CHALLENGE: Reproduce, word for word, every line starting at the line that contains "Pin the boat cockpit" and ending with the final line of the entries.

**** DATA TO USE ****

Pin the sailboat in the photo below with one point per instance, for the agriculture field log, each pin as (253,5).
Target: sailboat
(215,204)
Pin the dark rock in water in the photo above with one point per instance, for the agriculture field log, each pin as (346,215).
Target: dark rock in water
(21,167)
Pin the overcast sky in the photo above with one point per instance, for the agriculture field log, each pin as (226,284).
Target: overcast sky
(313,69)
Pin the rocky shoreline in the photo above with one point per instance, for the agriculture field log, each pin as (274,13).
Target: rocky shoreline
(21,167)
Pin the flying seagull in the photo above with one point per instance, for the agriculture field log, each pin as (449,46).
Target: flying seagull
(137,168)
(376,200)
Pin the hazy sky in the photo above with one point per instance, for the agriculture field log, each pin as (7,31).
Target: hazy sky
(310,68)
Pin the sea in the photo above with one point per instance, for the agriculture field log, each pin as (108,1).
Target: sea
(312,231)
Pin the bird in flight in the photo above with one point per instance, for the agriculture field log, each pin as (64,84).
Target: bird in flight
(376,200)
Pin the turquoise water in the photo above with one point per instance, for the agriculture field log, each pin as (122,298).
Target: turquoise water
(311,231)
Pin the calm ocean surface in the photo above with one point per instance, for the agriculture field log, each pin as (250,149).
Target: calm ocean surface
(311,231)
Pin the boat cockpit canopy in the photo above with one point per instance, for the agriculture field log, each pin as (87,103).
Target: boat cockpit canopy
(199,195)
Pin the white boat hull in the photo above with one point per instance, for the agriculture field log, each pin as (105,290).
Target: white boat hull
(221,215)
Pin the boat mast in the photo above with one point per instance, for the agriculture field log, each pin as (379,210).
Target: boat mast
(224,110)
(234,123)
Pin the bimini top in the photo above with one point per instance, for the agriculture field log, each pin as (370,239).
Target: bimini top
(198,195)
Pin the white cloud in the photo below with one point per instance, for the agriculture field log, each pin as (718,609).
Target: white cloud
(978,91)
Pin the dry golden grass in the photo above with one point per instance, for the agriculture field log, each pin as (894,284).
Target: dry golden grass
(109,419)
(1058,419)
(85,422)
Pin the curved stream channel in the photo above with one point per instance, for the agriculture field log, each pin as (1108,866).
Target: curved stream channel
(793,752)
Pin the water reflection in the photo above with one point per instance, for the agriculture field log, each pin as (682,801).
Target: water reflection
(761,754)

****

THE ANSWER:
Pin the boat cockpit canopy in the photo above with one point per instance, for the agriculture field log, each pin as (87,103).
Target: boat cockpit canopy
(199,195)
Pin the white boat hull in the photo above with one point per instance, for the agriculture field log, each pin as (105,290).
Target: white boat hull
(221,215)
Pin the boat mast in the photo above with one point per instance, for the agriculture field log, each pin as (379,210).
Target: boat mast
(224,110)
(234,123)
Pin the bimini top in the photo above with one point per instance, for the agriculture field log, each pin as (370,239).
Target: bimini top
(198,195)
Pin the white cloud in the photo below with one point per instance, for the agriculture field log, each pin as (718,609).
Target: white cloud
(978,91)
Pin the dry golden grass in the photo above with one point per instance, for the agriculture field log, each pin as (894,284).
Target: dry golden grass
(109,419)
(1058,419)
(85,422)
Pin the curved stream channel in the photo above with one point per instance, for the agriculture field log, each pin as (1108,866).
Target: curved stream channel
(793,752)
Pin the water reflection in the photo above with one point per instance, for the agriculture field log, each pin as (682,801).
Target: water reflection
(761,754)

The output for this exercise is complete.